━━━ STUDY TEXT
Literature DB >> 18324911

Homocysteine measurement by Vitros Microtip homocysteine assay.

Geert A Martens1, Joeri De Nayer, Dieter De Smet, Pedro Couck, Frans Gorus, Erik Gerlo.   

Abstract

BACKGROUND: Elevated circulating total homocysteine is an independent vascular risk factor. Enzymatic homocysteine measurements represent an alternative to HPLC- or immunochemistry-based assays, suitable for automation. Here, we report on analytical performance of a commercial cystathionine beta-synthase-based assay, for use on Vitros automated analyzers.
METHODS: Linear range, limit of detection and analytical sensitivity were inferred from duplicate measurements of homocystine standard solutions (1-65 micromol/L). Imprecision was assessed using commercial controls according to NCCLS EP5-A2 and accuracy using NIST-SRM1955 reference material. Agreement with a clinically validated HPLC method was examined on 207 patient samples.
━━━━━━
━━━ AVAILABLE DATA
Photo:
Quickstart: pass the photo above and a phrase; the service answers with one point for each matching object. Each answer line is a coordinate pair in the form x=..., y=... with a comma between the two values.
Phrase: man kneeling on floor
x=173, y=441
━━━━━━
- _BRIEF 1_
In the homocysteine assay abstract, rewrite the passage between "Homocysteine measurement by" and "Vitros automated analyzers.", inclusive, putting "automated systems" in place of "automated analyzers".
- _BRIEF 2_
Decide whether each statement agrees with the homocysteine assay abstract, and back each yes or no with the deciding words from the abstract: (a) The assay evaluated is based on cystathionine beta-synthase. (b) Agreement with the HPLC method was examined on 207 patient samples. (c) Imprecision was assessed using NIST-SRM1955 reference material.
- _BRIEF 3_
Write the next part of the homocysteine assay abstract, beginning after its last sentence.
You won't need the listing for any of this.

- _WRITTEN REPLY 1_
Homocysteine measurement by Vitros Microtip homocysteine assay.

Geert A Martens1, Joeri De Nayer, Dieter De Smet, Pedro Couck, Frans Gorus, Erik Gerlo.   

Abstract

BACKGROUND: Elevated circulating total homocysteine is an independent vascular risk factor. Enzymatic homocysteine measurements represent an alternative to HPLC- or immunochemistry-based assays, suitable for automation. Here, we report on analytical performance of a commercial cystathionine beta-synthase-based assay, for use on Vitros automated systems.

- _WRITTEN REPLY 2_
(a) Yes: "a commercial cystathionine beta-synthase-based assay"
(b) Yes: "Agreement with a clinically validated HPLC method was examined on 207 patient samples."
(c) No: "Imprecision was assessed using commercial controls according to NCCLS EP5-A2 and accuracy using NIST-SRM1955 reference material."

- _WRITTEN REPLY 3_
RESULTS: The enzymatic assay was linear from 1 to 90 micromol/L homocysteine. Total (within-day) imprecision ranged from 4.5 (3.9)% to 2.8 (1.6)% at homocysteine 9.7-43.2 micromol/L. Accuracy was acceptable at 8.9 and 17.7 micromol/L homocysteine, with +6.4% and -1.2% bias, respectively, but showed substantial negative bias (-20.1%) at 4.0 micromol/L. High triglycerides (19.8 micromol/L) negatively interfered. The enzymatic method was slightly less sensitive than the HPLC method (limit of detection 0.7 and 0.2 micromol/L, respectively) but correlated well with the latter (r2=0.9997, slope=1.04, intercept=-0.66 micromol/L) and was more precise (p<0.05).
CONCLUSIONS: The Vitros homocysteine assay met the CLIA Desirable Analytical Quality Specifications at homocysteine > or = 9 micromol/L. Its analytical performance and suitability for automation make the Vitros assay an analytically acceptable alternative to HPLC-based methods.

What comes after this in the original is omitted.